ASSIGNMENT: What's needed is a word-for-word retyping of the entries below, pictures omitted.

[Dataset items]

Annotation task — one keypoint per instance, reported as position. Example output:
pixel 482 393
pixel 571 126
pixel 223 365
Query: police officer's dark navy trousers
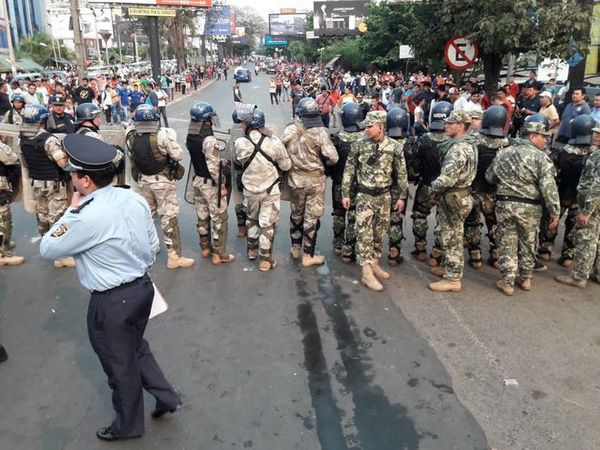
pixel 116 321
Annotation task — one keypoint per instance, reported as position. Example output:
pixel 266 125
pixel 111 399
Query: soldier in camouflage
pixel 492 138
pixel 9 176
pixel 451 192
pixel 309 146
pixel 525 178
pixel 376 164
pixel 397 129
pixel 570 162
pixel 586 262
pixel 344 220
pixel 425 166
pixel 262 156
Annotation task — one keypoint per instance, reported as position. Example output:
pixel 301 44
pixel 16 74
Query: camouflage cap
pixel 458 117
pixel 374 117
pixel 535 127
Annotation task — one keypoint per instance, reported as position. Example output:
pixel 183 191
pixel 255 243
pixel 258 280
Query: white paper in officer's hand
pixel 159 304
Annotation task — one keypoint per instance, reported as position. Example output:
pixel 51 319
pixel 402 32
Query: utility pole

RESPONSE BELOW:
Annotation task — one keypoint per instance, reported as position. Example output:
pixel 482 393
pixel 571 126
pixel 223 365
Query: police officer's dark navy trousers
pixel 116 321
Annotation task — one keypoint per instance, reported as position. Example output:
pixel 266 125
pixel 111 399
Query: soldier in camouflage
pixel 492 138
pixel 9 176
pixel 451 192
pixel 309 146
pixel 525 178
pixel 376 164
pixel 397 129
pixel 570 162
pixel 586 262
pixel 344 220
pixel 425 166
pixel 262 156
Annotation task — one keypoint per instance, reported as position. Example output:
pixel 301 44
pixel 16 74
Query: camouflage cap
pixel 458 117
pixel 374 117
pixel 535 127
Annotation task — one keypoint per instance, reported as position. Example output:
pixel 183 191
pixel 255 243
pixel 258 280
Query: white paper in officer's hand
pixel 159 304
Annotation task — one keypoint per instance, reported as position. Example output:
pixel 51 319
pixel 402 32
Query: utility pole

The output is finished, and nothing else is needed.